• _Texte fourni_:

- - - - - - -

Confronté depuis quelques années à une pénurie de main-d’œuvre sur certains métiers, le secteur de l’hôtellerie et de la restauration souhaite voir faciliter l’embauche de la main-d’œuvre étrangère déjà présente sur le territoire et désireuse de travailler.
Alors même que le ministre de l’Intérieur Bruno Retailleau a demandé aux préfets de serrer la vis en matière d’octrois de titres de séjour, c’est le combat que mène depuis quelque temps l’Umih (Union des Métiers de l’Hôtellerie-Restauration).
Son président, le chef Thierry Marx, ainsi que son vice-président, le Niçois Eric Abihssira, ne cessent de plaider pour que leur secteur soit épargné par la politique plus restrictive en matière d’immigration.
Retailleau veut donner "une impulsion politique"
Et l’idée semble faire son chemin. Il y a quelques jours, Eric Abihssira a été saisi par courrier par Bruno Retailleau pour plancher sur le sujet en relation avec les services de la préfecture.
"Dans cette lettre, le ministre explique vouloir donner une impulsion politique. Il doit adresser dans les prochaines semaines une circulaire aux préfets de région afin qu'ils mobilisent localement des acteurs de l'emploi et de la formation."
"Une belle avancée, mais insuffisante"

- - - - - - -

• _Travail demandé_:
1: Mettez dans un tableau Markdown à deux colonnes, « N° » et « Ligne d'enregistrement », toutes les lignes des enregistrements, depuis celle qui contient « Each instance of the wispy » jusqu'à la dernière ligne des enregistrements, incluses, sans les lignes vides.
2: Donnez la suite de l'article sur l'embauche de main-d'œuvre étrangère dans l'hôtellerie-restauration, à partir de l'endroit où il s'arrête.
Les enregistrements n'ont aucun rapport avec l'article.

- - - - - - -

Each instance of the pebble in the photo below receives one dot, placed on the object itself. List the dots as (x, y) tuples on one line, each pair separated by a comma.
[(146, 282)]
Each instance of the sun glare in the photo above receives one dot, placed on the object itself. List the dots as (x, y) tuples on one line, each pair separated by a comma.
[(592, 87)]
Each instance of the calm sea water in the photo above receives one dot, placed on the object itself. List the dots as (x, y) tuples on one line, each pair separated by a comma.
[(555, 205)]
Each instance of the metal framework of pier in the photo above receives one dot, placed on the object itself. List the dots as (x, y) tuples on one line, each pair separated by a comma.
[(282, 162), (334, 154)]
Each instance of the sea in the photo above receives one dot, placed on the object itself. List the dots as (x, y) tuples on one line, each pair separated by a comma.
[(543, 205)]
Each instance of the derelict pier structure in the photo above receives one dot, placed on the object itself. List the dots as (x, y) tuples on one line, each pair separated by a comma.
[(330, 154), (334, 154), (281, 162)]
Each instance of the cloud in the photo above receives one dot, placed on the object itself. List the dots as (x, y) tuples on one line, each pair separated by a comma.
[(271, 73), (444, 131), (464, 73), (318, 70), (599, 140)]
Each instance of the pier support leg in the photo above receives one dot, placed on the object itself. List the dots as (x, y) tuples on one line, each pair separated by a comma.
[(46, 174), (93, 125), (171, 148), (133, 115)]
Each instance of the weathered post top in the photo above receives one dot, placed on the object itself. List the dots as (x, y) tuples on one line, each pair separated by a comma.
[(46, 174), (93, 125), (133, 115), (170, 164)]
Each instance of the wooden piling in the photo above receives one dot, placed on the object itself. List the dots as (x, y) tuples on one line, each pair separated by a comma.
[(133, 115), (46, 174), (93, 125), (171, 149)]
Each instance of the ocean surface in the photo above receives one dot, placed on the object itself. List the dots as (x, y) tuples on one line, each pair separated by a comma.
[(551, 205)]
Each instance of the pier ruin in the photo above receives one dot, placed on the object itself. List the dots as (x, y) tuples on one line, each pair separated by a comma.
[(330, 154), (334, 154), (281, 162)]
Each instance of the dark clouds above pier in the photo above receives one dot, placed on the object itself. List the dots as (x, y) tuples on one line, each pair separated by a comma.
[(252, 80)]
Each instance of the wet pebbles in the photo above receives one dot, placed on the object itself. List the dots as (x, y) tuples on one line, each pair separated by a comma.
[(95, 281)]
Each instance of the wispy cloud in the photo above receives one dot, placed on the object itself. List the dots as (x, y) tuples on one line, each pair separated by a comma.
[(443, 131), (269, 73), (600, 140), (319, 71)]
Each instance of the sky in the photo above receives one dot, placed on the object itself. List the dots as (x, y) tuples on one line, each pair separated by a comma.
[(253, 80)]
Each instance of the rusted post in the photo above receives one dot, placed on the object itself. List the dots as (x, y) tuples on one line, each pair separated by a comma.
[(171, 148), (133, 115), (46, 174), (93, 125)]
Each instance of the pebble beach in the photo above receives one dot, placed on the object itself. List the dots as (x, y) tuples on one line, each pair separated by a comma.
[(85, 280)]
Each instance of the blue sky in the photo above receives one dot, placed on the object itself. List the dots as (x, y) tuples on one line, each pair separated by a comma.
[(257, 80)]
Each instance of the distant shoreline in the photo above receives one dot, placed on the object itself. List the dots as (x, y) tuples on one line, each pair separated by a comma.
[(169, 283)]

- - - - - - -

• _Réponses attendues_:
1:
| N° | Ligne d'enregistrement |
|---|---|
| 1 | Each instance of the wispy cloud in the photo above receives one dot, placed on the object itself. List the dots as (x, y) tuples on one line, each pair separated by a comma. |
| 2 | [(443, 131), (269, 73), (600, 140), (319, 71)] |
| 3 | Each instance of the sky in the photo above receives one dot, placed on the object itself. List the dots as (x, y) tuples on one line, each pair separated by a comma. |
| 4 | [(253, 80)] |
| 5 | Each instance of the rusted post in the photo above receives one dot, placed on the object itself. List the dots as (x, y) tuples on one line, each pair separated by a comma. |
| 6 | [(171, 148), (133, 115), (46, 174), (93, 125)] |
| 7 | Each instance of the pebble beach in the photo above receives one dot, placed on the object itself. List the dots as (x, y) tuples on one line, each pair separated by a comma. |
| 8 | [(85, 280)] |
| 9 | Each instance of the blue sky in the photo above receives one dot, placed on the object itself. List the dots as (x, y) tuples on one line, each pair separated by a comma. |
| 10 | [(257, 80)] |
| 11 | Each instance of the distant shoreline in the photo above receives one dot, placed on the object itself. List the dots as (x, y) tuples on one line, each pair separated by a comma. |
| 12 | [(169, 283)] |

2:
Il y a une dizaine de jours, un premier pas avait déjà été franchi: le secteur de l’hôtellerie-restauration est désormais inscrit sur la liste des 80 métiers en tension où figurent aussi le BTP et les services à la personne. Il ne l’était pas dans la précédente mouture datée de 2021.
Pour les employeurs, c’est crucial. Le ministère de l’Intérieur ayant recentré les régularisations par le travail sur les seuls métiers en tension.
Pour l’Umih, c’est une belle avancée, mais elle reste insuffisante. "Car il y a des trous dans la raquette, explique Eric Abihssira qui est aussi, outre ses fonctions nationales, le président de l’Umih Nice Azur et Haut Pays. Il s’agit seulement de certains types de métiers de la filière, en fonction des régions. Comme le secteur agricole, nous demandons un arrêté ministériel spécifique pour que tous les métiers essentiels de l’hôtellerie et de la restauration soient systématiquement reconnus en tension et partout en France métropolitaine".
Un élément indispensable pour la profession afin de simplifier les démarches administratives et garantir ainsi une politique de recrutement et de formation plus cohérente et efficace dans le secteur. Et retrouver des bras sur le long terme.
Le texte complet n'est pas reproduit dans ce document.